→ **What to work on**: Pull each line holding "finger" out of the entries below.
#####
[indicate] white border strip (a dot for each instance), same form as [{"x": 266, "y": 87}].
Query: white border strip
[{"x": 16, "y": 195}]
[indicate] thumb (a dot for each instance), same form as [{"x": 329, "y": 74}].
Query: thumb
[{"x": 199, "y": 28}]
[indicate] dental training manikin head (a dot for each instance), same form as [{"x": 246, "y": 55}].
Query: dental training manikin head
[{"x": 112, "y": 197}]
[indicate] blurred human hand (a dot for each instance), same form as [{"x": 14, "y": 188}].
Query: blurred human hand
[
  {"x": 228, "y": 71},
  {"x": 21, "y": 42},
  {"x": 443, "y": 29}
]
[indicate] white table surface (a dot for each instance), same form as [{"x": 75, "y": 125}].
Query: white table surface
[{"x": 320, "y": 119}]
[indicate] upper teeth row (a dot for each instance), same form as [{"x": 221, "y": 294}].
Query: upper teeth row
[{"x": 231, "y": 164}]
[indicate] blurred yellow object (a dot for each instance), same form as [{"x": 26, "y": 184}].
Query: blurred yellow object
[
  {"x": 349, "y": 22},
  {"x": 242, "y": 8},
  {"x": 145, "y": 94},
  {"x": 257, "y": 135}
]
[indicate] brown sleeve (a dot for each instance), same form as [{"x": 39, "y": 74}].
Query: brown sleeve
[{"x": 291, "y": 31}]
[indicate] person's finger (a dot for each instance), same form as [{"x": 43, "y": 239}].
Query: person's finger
#####
→ **Problem solution**:
[indicate] person's finger (a dot for each instance), same form as [{"x": 43, "y": 239}].
Query: person's finger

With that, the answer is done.